--- start Text section ---

The outcome should be used as an inline around the words that specifically express the outcome of the vote. Similarly, the vote element already contains attributes to specify the voter and the vote, as follows: 

  <debateSection id="od01-pl01" name="ProyectoDeLey">
    <heading>EXIGENCIA DE LICENCIA CLASE F PARA CONDUCIR VEHÍCULOS DE EMERGENCIA DE BOMBEROS. 
      <docStage refersTo="#Tercer-Tramite-Camara-de-Origen">Tercer trámite constitucional</docStage>.
    </heading>
    <!--                         -->
    <!-- speeches                -->
    <!--                         -->
    <speech by="#Ascencio" as="#cargo_322">
	  <from>El señor ASCENCIO (Presidente).- </from>
	  <p><outcome refersTo="#vote1">Aprobadas</outcome>.</p>
    </speech>
    <summary>
      -Votaron por la afirmativa los siguientes señores diputados:
      <vote by="#Accorsi" id="vt0001" choice="#afirmativo">Accorsi Opazo Enrique</vote>;
      <vote by="#Aguiló" id="vt0002" choice="#afirmativo">Aguiló Melo Sergio</vote>;
      <!--                         -->
      <!-- 98 more vote statements -->
      <!--                         -->
    </summary>
    <summary>
      -Se abstuvieron los diputados señores:
      <vote by="#Galilea" id="vt0087" choice="#abstención">Galilea Vidaurre José Antonio</vote>;
      <vote by="#Kuschel" id="vt0088" choice="#abstención">Kuschel Silva Carlos Ignacio</vote>.
    </summary>
  </debateSection>

--

The most evident and most delicate situation is the systematic use of new attributes belonging to a different namespace. Although this is done correctly and according to the guidelines for custom extensions to Akoma Ntoso, I can't help feeling that in many cases there was no real need for that, and that there is just ONE small modification in the Akoma Ntoso through which one can obtain basically everything that is needed here. I give a few examples: 

<analysis source="#bcn">
  <parliamentary>
    <voting id="v1" outcome="#aprobacionUnanime" href="#ct1-db1-vot1">
      <count id="v1-c1" value="0" refersTo="#SinConteo"/>
    </voting>
    ...

--- end Text section ---

Exercises:
(a) Could you return the part of the Akoma Ntoso text between "The outcome should" and "EMERGENCIA DE BOMBEROS.", inclusive?
(b) Can you carry the Akoma Ntoso text further, starting right after its last line?
The data that follows is separate from the Akoma Ntoso text.

--- start Data rows ---

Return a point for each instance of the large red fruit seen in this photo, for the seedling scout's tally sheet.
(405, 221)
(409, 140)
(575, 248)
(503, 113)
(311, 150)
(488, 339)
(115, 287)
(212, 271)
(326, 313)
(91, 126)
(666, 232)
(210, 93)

--- end Data rows ---

Responses to the exercise:
(a)
The outcome should be used as an inline around the words that specifically express the outcome of the vote. Similarly, the vote element already contains attributes to specify the voter and the vote, as follows: 

  <debateSection id="od01-pl01" name="ProyectoDeLey">
    <heading>EXIGENCIA DE LICENCIA CLASE F PARA CONDUCIR VEHÍCULOS DE EMERGENCIA DE BOMBEROS.

(b)
  <debateSection id="ct1-db1" name="Debate" bcn:uriResultadoDebate="#SeAprueba">
    <!-- speeches -->
    <summary>
      <outcome refersTo="#aprobacionUnanime">Acordado.</outcome>
    </summary>
  </debateSection>

The result of the debate should better handled through the <parliamentary> element, which you are actually using, but for some reasons need to re-express the same information again. A small modification in the use of the <outcome> element provides all the information you need. Instead of both the outcome element of the debate and the outcome attribute of the voting pointing to the TLCConcept "aprobacionUnanime", the refersTo attribute of the outcome element points to the voting element in the parliamentary element, providing all the necessary information to detail whether is was approved, and by how much. 

<analysis source="#bcn">
  <parliamentary>
    <voting id="v1" outcome="#aprobacionUnanime" href="#ct1-db1">
      <count id="v1-c1" value="0" refersTo="#SinConteo"/>
    </voting>
    ...

  <debateSection id="ct1-db1" name="Debate">
    <!-- speeches -->
    <summary>
      <outcome refersTo="#v1">Acordado.</outcome>
    </summary>
  </debateSection>

--

<debateSection id="ds8-db1-part1" name="Participacion" refersTo="#Urrutia" bcn:uriRol="#cargo_1" bcn:uriTipoParticipacion="#intervencion">
...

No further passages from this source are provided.